• **Dokumentauszug**:
^^^^^^^^^^^^^^^^
Der Leistungsindex hat nix...null mit der Adressierung vom Arbeitsspeicher zu tun.


----------



## amdintel (10. Dezember 2008)

*das ist aber so* ! 
Leistung Index aktualisieren und das  war damals bei meinem PC auch so, 
das auch im Taskmanger nicht erkannt wurde aufrüsten von RAM,  erst durch das noch malige   aktualisieren ->Leistungs Index  <- war alles ok


----------



## SpaM_BoT (10. Dezember 2008)

amdintel schrieb:


> *das ist aber so* !
> Leistung Index aktualisieren und das  war damals bei einem PC auch so, das auch im Taskmanger nicht erkannt wurde,
> erst durch das noch malige   aktualisieren Leistungs Lindex war alles
> ok


Ja ja, der Leistungsindex entscheidet also wieviel Ram adressiert wird Informiere dich mal bitte über den Vista Leisungsindex
------
Achja, schau dir mal das genauer an:  http://extreme.pcgameshardware.de/a...646541-keine-vollen-6gbram-warum-vista64-.jpg
Vieleicht fällt dir ja auf das der TE, 1.) Vista 64bit auf dem Rechner hat... und 2.) der Leistungsindex schon aktuell ist.


----------



## amdintel (10. Dezember 2008)
^^^^^^^^^^^^^^^^
[Einträge zur Segmentierungsbeschriftung]
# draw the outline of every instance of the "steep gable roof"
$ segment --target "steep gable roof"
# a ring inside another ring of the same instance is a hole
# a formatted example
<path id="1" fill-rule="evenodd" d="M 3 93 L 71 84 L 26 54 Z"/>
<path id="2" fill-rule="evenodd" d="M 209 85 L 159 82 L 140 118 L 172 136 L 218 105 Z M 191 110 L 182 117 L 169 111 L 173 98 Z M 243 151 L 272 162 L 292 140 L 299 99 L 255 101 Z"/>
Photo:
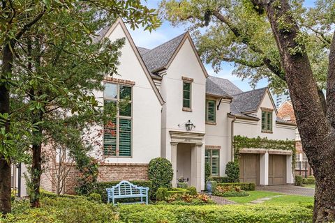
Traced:
<path id="1" fill-rule="evenodd" d="M 186 33 L 179 35 L 141 55 L 150 72 L 154 72 L 168 65 L 185 34 Z"/>
<path id="2" fill-rule="evenodd" d="M 233 95 L 232 103 L 241 113 L 256 112 L 263 100 L 267 88 L 243 92 Z"/>
<path id="3" fill-rule="evenodd" d="M 214 76 L 209 76 L 206 80 L 206 93 L 218 96 L 232 96 L 243 93 L 230 81 Z"/>
<path id="4" fill-rule="evenodd" d="M 131 36 L 129 33 L 129 31 L 128 31 L 127 27 L 126 27 L 126 25 L 124 24 L 122 19 L 121 19 L 121 18 L 117 19 L 117 21 L 112 26 L 108 27 L 108 29 L 106 27 L 105 29 L 107 29 L 107 31 L 105 31 L 105 29 L 103 29 L 100 31 L 101 33 L 100 34 L 98 33 L 99 36 L 101 36 L 100 40 L 101 40 L 102 38 L 103 38 L 105 37 L 109 36 L 112 33 L 114 29 L 117 26 L 118 24 L 119 24 L 121 26 L 121 27 L 122 28 L 122 30 L 124 31 L 128 40 L 129 41 L 129 43 L 131 44 L 131 46 L 133 50 L 134 51 L 134 53 L 136 55 L 136 57 L 138 59 L 138 61 L 141 64 L 141 66 L 142 67 L 143 70 L 144 71 L 144 73 L 147 76 L 147 78 L 148 81 L 149 82 L 150 85 L 152 87 L 152 89 L 155 92 L 155 93 L 157 96 L 157 98 L 158 99 L 159 102 L 161 102 L 161 105 L 163 105 L 165 103 L 164 100 L 163 99 L 162 95 L 161 95 L 161 93 L 158 91 L 158 89 L 157 89 L 155 84 L 154 83 L 154 80 L 152 79 L 152 78 L 151 77 L 151 73 L 148 70 L 148 69 L 147 68 L 147 66 L 145 66 L 144 62 L 143 61 L 143 59 L 142 59 L 141 55 L 140 54 L 139 50 L 137 49 L 137 47 L 136 47 L 136 46 L 135 45 L 134 41 L 133 40 L 133 38 L 131 38 Z"/>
^^^^^^^^^^^^^^^^
• **Übungsaufgaben**:
[A] Fasse den Dokumentauszug in zwei Sätzen zusammen.
[B] Welches Betriebssystem hat der TE laut SpaM_BoT im Dokumentauszug auf seinem Rechner?
[C] Übersetze aus dem Dokumentauszug den Satz „Der Leistungsindex hat nix...null mit der Adressierung vom Arbeitsspeicher zu tun.“ ins Englische.
Für die Bearbeitung braucht man die Zeilen nicht.

• **Lösungen**:
[A] amdintel berichtet, dass aufgerüsteter RAM auf seinem PC im Taskmanager erst erkannt wurde, nachdem er den Leistungsindex noch einmal aktualisiert hatte. SpaM_BoT hält dagegen, dass der Leistungsindex nicht bestimmt, wie viel RAM adressiert wird, und weist darauf hin, dass der TE Vista 64 Bit nutzt und sein Leistungsindex schon aktuell ist.

[B] Vista 64 Bit.

[C] The performance index has nothing... zero to do with the addressing of the main memory.